-- Begin --
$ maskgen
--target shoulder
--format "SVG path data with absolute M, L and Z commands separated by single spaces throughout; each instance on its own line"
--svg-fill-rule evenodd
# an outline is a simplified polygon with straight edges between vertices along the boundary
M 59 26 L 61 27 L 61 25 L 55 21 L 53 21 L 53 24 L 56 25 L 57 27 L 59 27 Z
-- End --
• Work to do:
Render every line of the records above as an item in a numbered list, leaving out any blank lines.

• Solution below:
1. $ maskgen
2. --target shoulder
3. --format "SVG path data with absolute M, L and Z commands separated by single spaces throughout; each instance on its own line"
4. --svg-fill-rule evenodd
5. # an outline is a simplified polygon with straight edges between vertices along the boundary
6. M 59 26 L 61 27 L 61 25 L 55 21 L 53 21 L 53 24 L 56 25 L 57 27 L 59 27 Z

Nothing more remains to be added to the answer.